### Zu bearbeitende Aufgabe
Zähle alle Personen auf, die in der Opernkritik unten mit Nachnamen genannt werden.

### Vorliegender Text
Die ebenso feine wie unspektakuläre Zeichnung der Protagonisten hatte in der
musikalischen Interpretation ihre Entsprechung. Obschon über zwanzig Jahre
vergangen sind, dürfte manchen im Publikum die spektakuläre Inszenierung von
Ponnelle und Harnoncourt noch vor Augen gestanden und im Ohr geklungen
haben. Wie überaus anders, wie lyrisch und farbenreich zeichnete Christoph
von Dohnányi Mozarts Musik! Man kann seinen Ansatz als Mittelweg zwischen
historischer Akzentuierung und einem lyrischen Ansatz bezeichnen.
Historische Instrumente werden denn auch nur partiell (z. B. Posaunen)
verwendet. Ilias Arie «Se il padre perdei» kann für die gesamte musikalische
Interpretation Modell stehen: Dohnányi lässt Malin Hartelius Zeit zu
verweilen, lässt ihre lyrischen Qualitäten, ihre leise, aber überaus
ausdrucksstarke, in feinen Nuancen emotionale Wechsel nachzeichnende Linien
klingen, lässt ihr die Freiheit, in der Reprise größere Intervalle
auszuzieren (wenige nur wagen dies bei Mozart — und wem gelingt es zudem?),
dies alles bei einer brillanten Bläserleistung des Orchesters. In dieses «
Konzept» der lyrischen Zurückhaltung gehört auch die Zeichnung von Elettra
(Luba Orgonasova), die in ihrer Verbitterung nicht zur Furie wird — auch
ihre Zeit ist zu Ende, darin äußert sich ihr Leiden.

Beschriftungen der Objektpunkte:
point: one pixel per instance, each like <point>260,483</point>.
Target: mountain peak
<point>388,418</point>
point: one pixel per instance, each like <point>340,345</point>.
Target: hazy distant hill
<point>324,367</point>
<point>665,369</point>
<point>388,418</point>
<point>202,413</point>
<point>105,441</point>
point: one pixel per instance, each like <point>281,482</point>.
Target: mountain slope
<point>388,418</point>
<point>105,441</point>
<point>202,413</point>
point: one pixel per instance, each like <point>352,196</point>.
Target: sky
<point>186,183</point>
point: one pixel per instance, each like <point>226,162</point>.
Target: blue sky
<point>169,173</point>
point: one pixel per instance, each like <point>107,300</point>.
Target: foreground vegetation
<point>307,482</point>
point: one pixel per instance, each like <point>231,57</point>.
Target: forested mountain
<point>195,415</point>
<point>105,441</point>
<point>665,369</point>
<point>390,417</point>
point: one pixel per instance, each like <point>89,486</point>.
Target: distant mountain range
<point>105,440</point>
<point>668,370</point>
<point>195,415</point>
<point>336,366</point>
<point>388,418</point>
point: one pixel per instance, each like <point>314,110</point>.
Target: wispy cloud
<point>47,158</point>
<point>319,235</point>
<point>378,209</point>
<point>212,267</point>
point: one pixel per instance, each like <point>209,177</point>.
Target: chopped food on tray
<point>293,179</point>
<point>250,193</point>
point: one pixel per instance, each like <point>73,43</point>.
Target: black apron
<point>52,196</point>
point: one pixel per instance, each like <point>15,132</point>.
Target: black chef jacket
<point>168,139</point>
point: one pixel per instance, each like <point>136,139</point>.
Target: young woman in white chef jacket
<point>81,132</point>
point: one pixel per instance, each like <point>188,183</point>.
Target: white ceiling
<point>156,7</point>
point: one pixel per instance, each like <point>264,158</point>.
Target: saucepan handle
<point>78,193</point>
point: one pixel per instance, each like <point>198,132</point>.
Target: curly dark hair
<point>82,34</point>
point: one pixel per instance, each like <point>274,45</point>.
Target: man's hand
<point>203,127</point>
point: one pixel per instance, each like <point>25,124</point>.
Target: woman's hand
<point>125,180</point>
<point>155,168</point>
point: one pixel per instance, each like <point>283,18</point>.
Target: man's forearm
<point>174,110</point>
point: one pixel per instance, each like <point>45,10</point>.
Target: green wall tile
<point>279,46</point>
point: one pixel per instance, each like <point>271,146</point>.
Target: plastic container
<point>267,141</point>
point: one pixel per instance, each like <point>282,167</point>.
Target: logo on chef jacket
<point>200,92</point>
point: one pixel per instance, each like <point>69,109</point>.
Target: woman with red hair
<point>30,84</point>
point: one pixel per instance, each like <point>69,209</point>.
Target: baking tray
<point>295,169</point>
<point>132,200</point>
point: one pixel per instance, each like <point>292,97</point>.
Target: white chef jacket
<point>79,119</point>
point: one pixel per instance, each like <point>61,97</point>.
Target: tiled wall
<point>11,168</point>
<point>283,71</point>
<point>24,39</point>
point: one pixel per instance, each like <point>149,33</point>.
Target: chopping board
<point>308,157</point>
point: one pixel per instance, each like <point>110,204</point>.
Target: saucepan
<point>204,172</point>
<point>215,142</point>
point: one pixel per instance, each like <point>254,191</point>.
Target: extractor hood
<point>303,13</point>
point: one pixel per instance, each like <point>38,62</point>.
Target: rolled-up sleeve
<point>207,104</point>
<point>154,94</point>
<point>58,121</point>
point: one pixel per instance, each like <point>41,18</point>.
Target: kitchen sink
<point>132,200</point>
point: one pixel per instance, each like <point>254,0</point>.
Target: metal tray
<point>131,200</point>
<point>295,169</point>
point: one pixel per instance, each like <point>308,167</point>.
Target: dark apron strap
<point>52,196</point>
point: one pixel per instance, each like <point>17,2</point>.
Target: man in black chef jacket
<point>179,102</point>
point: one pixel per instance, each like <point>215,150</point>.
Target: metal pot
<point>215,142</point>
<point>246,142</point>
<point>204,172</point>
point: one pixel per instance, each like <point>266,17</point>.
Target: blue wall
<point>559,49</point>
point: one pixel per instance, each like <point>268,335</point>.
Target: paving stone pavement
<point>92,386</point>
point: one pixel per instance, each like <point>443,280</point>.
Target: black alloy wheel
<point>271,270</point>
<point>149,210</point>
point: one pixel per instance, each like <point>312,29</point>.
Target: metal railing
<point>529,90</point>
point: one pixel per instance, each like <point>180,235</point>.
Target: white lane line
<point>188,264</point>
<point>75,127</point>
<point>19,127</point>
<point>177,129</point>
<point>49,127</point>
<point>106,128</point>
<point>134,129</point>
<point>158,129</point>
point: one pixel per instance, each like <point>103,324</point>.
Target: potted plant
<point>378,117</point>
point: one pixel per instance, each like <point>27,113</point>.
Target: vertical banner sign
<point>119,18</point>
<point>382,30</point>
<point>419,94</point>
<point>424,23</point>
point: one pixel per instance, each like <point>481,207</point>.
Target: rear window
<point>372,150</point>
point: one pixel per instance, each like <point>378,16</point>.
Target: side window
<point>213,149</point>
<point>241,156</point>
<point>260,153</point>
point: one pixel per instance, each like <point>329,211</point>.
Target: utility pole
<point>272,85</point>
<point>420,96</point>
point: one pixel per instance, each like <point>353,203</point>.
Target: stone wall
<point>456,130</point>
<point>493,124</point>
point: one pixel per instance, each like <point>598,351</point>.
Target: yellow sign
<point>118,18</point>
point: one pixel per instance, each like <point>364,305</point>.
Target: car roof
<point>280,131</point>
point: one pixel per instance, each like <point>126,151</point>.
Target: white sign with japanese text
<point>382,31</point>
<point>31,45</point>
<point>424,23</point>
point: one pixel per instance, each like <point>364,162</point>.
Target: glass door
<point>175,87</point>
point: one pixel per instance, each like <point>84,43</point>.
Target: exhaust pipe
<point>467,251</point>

### Lösung
Ponnelle, Harnoncourt, Christoph von Dohnányi, Mozart, Malin Hartelius, Luba Orgonasova